## READING TEXT
▶

The Man on the Middle Floor

Written by Elizabeth Moore

Review written by Stephen Thornley

An avid reader, Stephen's knowledge of Crime Fiction is fairly extensive, with The Golden Age is his greatest interest.


The Man on the Middle Floor
RedDoor Publishing
RRP: £8.99
Released: April 12 2018
PBK & eBook

This is a study of the dysfunctional lives of three neighbours who live in the same block (in contemporary London) but are almost complete strangers to one another. It is at once compelling but also considered disturbing. The events are described through the eyes of the three neighbours.

Ms Moore’s insightful piece of writing describes the thoughts and actions of the three main characters and in particular of a person with mental health problems. The line between the sane and the insane is a very difficult subject to approach, and one that could cause a considerable amount of debate.

Tam a policeman has a short fuse which has seen him resign from his job, instead of taking a desk job following his return from sick leave. Left with no settlement package after twenty three years’ service, his world is upside down, as his job was the glue that held him together. He's now a practically penniless unemployed man, dependant on alcohol. Can he use the skills his career had provided to find new employment and recover his self-esteem, or is he heading for disaster?

Nick is a very troubled person, he appears to have severe mental health issues but is trying to live an independent life. He lives alone but is visited by his mother and his grandfather alternately. His grandfather is less than sympathetic and tells him he needs to get a job and start living his life instead of playing computer games all day. Out for a walk in the park Nick is offended by the sight of a young couple making love and attacks them, killing both.

◀

## GIVEN INFORMATION
▶

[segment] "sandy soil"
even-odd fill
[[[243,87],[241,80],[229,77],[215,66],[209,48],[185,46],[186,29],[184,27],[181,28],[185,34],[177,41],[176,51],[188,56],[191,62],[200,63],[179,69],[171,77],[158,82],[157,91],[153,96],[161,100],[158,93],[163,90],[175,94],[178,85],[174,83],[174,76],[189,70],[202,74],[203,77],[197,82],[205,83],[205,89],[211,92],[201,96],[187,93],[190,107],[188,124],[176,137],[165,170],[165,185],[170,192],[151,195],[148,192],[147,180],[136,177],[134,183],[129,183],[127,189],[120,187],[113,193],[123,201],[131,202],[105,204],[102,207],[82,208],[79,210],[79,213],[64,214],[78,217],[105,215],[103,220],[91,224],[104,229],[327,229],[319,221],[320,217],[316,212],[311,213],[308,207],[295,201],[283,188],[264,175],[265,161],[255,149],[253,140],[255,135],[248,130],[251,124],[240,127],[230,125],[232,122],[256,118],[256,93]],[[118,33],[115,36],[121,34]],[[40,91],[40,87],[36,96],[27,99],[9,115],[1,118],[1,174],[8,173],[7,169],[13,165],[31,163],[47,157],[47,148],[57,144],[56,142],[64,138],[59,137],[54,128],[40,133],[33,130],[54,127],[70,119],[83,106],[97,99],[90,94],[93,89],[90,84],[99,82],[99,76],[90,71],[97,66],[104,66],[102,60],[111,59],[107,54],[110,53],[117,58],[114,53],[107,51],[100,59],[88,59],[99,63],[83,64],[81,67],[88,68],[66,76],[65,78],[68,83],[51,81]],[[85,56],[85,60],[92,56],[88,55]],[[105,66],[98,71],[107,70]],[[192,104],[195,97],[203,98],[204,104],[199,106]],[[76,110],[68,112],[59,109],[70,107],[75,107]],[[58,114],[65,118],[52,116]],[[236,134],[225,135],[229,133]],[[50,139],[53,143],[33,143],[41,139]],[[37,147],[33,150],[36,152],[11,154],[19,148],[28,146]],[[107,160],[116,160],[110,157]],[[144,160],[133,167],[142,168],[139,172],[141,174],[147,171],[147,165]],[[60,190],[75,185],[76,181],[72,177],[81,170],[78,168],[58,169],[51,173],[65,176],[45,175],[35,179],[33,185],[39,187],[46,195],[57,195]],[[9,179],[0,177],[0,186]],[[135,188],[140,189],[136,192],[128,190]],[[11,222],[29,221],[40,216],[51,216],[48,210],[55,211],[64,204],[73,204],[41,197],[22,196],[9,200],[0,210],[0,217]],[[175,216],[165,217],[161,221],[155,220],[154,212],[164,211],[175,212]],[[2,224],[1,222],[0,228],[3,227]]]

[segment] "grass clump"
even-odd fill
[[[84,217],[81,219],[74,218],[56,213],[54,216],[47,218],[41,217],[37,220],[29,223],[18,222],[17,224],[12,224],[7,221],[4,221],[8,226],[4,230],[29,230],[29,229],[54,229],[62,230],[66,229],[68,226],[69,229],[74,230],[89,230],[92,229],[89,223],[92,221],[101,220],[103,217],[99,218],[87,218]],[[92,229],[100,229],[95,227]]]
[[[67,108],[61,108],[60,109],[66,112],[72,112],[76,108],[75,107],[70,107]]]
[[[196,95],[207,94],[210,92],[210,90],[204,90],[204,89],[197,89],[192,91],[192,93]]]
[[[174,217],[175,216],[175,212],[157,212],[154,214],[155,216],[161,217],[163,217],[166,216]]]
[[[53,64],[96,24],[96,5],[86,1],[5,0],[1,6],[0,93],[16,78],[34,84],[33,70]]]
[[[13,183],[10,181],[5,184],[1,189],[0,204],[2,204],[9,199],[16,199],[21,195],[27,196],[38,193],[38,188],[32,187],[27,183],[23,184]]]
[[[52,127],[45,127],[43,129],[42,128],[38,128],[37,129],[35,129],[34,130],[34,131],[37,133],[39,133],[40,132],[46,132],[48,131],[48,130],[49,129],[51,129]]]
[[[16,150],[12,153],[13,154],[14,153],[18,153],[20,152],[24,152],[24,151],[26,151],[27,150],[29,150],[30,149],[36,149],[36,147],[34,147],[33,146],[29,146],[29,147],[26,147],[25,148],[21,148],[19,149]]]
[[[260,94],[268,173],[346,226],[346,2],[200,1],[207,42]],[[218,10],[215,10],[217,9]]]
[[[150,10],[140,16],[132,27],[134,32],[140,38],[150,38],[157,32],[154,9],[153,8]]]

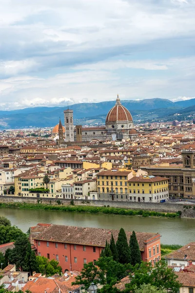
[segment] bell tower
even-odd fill
[[[64,110],[65,137],[67,142],[74,142],[73,110]]]

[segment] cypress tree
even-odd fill
[[[136,264],[141,263],[141,254],[139,250],[137,238],[135,231],[133,231],[129,241],[130,250],[131,264],[135,266]]]
[[[110,240],[110,248],[113,256],[114,260],[115,260],[116,261],[118,261],[118,252],[117,251],[117,249],[113,233],[112,233],[111,239]]]
[[[110,250],[110,245],[109,243],[107,243],[107,245],[105,248],[104,254],[105,256],[109,257],[109,256],[112,256],[112,251]]]
[[[118,261],[121,264],[128,264],[130,262],[130,250],[128,245],[125,230],[121,228],[118,233],[116,248],[118,255]]]

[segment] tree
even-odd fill
[[[121,228],[118,233],[116,247],[118,255],[119,262],[121,264],[129,263],[131,260],[130,250],[123,228]]]
[[[150,284],[143,284],[138,289],[136,289],[135,293],[167,293],[167,290],[162,288],[157,288]]]
[[[115,239],[114,239],[112,233],[111,235],[111,239],[110,240],[110,248],[112,251],[114,260],[115,260],[116,261],[118,261],[118,252],[117,251]]]
[[[44,183],[44,184],[46,184],[47,188],[48,185],[50,181],[50,179],[49,179],[48,175],[45,175],[45,176],[44,176],[43,179],[43,183]]]
[[[5,217],[0,217],[0,226],[3,225],[4,226],[11,226],[11,222],[8,219]]]
[[[110,248],[110,245],[109,243],[107,243],[107,240],[106,243],[106,246],[104,249],[104,255],[105,256],[108,257],[112,256],[112,251]]]
[[[88,264],[84,264],[80,274],[77,276],[75,282],[72,285],[80,285],[81,289],[87,290],[91,284],[95,284],[104,283],[105,277],[101,274],[99,268],[94,265],[92,262]]]
[[[24,258],[24,264],[23,269],[25,272],[30,272],[32,274],[33,272],[37,270],[37,261],[36,256],[34,251],[31,249],[31,245],[30,242],[27,245],[26,255]]]
[[[23,233],[18,238],[14,245],[15,248],[10,251],[8,256],[10,262],[16,264],[17,270],[26,272],[31,271],[30,262],[31,261],[31,246],[26,235]],[[33,254],[32,256],[33,258]],[[33,268],[34,269],[34,267]]]
[[[126,285],[126,292],[135,293],[144,284],[151,284],[157,288],[169,290],[171,293],[177,293],[180,287],[177,280],[177,276],[172,269],[167,267],[164,261],[156,263],[153,268],[151,263],[142,262],[133,267],[132,274],[130,275],[130,282]]]
[[[41,272],[42,274],[52,275],[56,273],[61,273],[62,269],[58,265],[58,262],[52,259],[50,261],[44,256],[37,256],[37,265],[38,272]]]
[[[0,226],[0,244],[15,241],[25,234],[16,226]]]
[[[0,269],[4,269],[5,267],[5,257],[3,254],[0,251]]]
[[[132,266],[135,266],[136,264],[140,264],[142,261],[141,255],[135,231],[133,231],[130,236],[129,248],[130,249],[131,264]]]

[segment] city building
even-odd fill
[[[128,185],[130,201],[157,203],[169,199],[167,178],[153,175],[133,177]]]
[[[110,242],[112,233],[116,241],[118,232],[117,230],[39,223],[31,227],[30,240],[38,255],[58,260],[63,272],[80,271],[83,264],[95,263],[106,240]],[[128,242],[131,233],[126,231]],[[155,265],[161,259],[160,235],[137,232],[136,236],[142,260]]]

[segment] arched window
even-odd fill
[[[191,165],[190,157],[189,156],[186,156],[185,157],[185,165],[188,166]]]

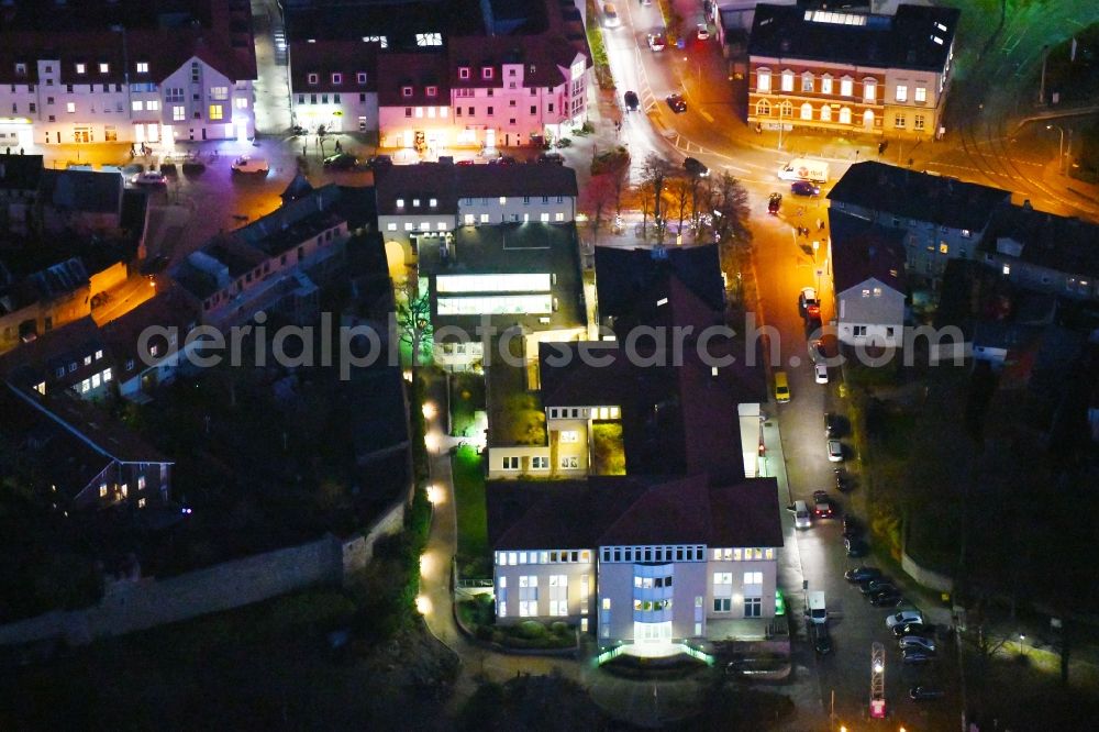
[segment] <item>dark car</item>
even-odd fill
[[[867,567],[866,565],[862,565],[843,573],[843,578],[848,583],[861,583],[867,579],[876,579],[881,576],[880,569],[877,567]]]
[[[847,556],[851,557],[866,556],[870,553],[870,545],[862,539],[844,539],[843,548],[847,552]]]
[[[900,592],[895,589],[881,590],[877,595],[870,596],[870,605],[875,608],[896,608],[904,601]]]
[[[702,162],[698,158],[688,157],[684,160],[684,170],[687,175],[693,176],[696,178],[707,178],[710,175],[710,168],[702,165]]]
[[[778,215],[778,210],[782,208],[782,195],[771,193],[767,199],[767,213],[773,217]]]
[[[336,153],[324,158],[324,167],[333,170],[349,170],[358,165],[358,158],[351,153]]]
[[[934,659],[934,655],[918,648],[906,648],[901,652],[901,661],[906,664],[926,664]]]
[[[913,686],[908,690],[908,697],[912,701],[929,701],[931,699],[942,699],[946,692],[930,686]]]
[[[867,579],[866,581],[858,583],[858,591],[863,595],[874,595],[875,592],[880,592],[884,589],[897,589],[888,577],[877,577],[875,579]]]
[[[367,160],[366,164],[367,166],[370,167],[371,170],[377,170],[378,168],[388,168],[389,166],[391,166],[393,164],[393,158],[389,157],[388,155],[375,155],[369,160]]]
[[[823,655],[832,653],[832,635],[828,623],[809,623],[809,640],[813,642],[813,651]]]
[[[835,514],[835,504],[823,490],[813,491],[813,513],[818,519],[831,519]]]
[[[844,539],[857,539],[863,535],[863,522],[850,513],[844,514],[842,525]]]
[[[934,635],[935,629],[923,623],[897,623],[893,625],[893,636],[904,637],[906,635]]]
[[[821,187],[808,180],[795,180],[790,184],[790,192],[795,196],[820,196]]]

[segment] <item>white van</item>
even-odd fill
[[[607,4],[604,4],[603,5],[603,25],[606,25],[607,27],[618,27],[621,24],[622,24],[622,21],[619,20],[618,10],[614,9],[614,5],[612,5],[609,2]]]
[[[813,523],[812,514],[804,501],[793,501],[793,528],[809,529]]]
[[[824,624],[828,622],[828,608],[824,607],[824,592],[806,592],[806,620]]]

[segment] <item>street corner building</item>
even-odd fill
[[[959,16],[953,8],[904,4],[895,15],[758,4],[748,122],[939,136]]]
[[[643,656],[776,632],[774,478],[488,484],[497,622],[564,621]]]
[[[255,78],[246,0],[5,1],[0,148],[251,138]]]

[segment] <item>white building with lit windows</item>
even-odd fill
[[[157,2],[5,4],[0,146],[255,135],[247,2],[191,3],[193,15]]]
[[[564,621],[603,650],[765,639],[782,546],[774,478],[490,481],[497,623]]]
[[[758,4],[748,44],[748,122],[937,134],[959,15],[906,4],[895,15]]]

◀

## WHAT TO WORK ON
1) In the review of The Man on the Middle Floor, rewrite the passage from "Review written by" up to and including "amount of debate.", replacing "neighbours" with "residents".
2) List the publication details that the book review gives between the repeated book title and its first paragraph.
3) Using the book review, say whether each statement agrees with it. Answer yes or no, and quote the words that decide it.
(a) The three main characters live in the same block in contemporary London.
(b) Tam took a desk job after returning from sick leave.
(c) Nick lives with his mother.

## COMPLETED EXERCISE
1)
Review written by Stephen Thornley

An avid reader, Stephen's knowledge of Crime Fiction is fairly extensive, with The Golden Age is his greatest interest.


The Man on the Middle Floor
RedDoor Publishing
RRP: £8.99
Released: April 12 2018
PBK & eBook

This is a study of the dysfunctional lives of three residents who live in the same block (in contemporary London) but are almost complete strangers to one another. It is at once compelling but also considered disturbing. The events are described through the eyes of the three residents.

Ms Moore’s insightful piece of writing describes the thoughts and actions of the three main characters and in particular of a person with mental health problems. The line between the sane and the insane is a very difficult subject to approach, and one that could cause a considerable amount of debate.

2)
- RedDoor Publishing
- RRP: £8.99
- Released: April 12 2018
- PBK & eBook

3)
(a) Yes: "three neighbours who live in the same block (in contemporary London)"
(b) No: "resign from his job, instead of taking a desk job following his return from sick leave"
(c) No: "He lives alone but is visited by his mother and his grandfather alternately."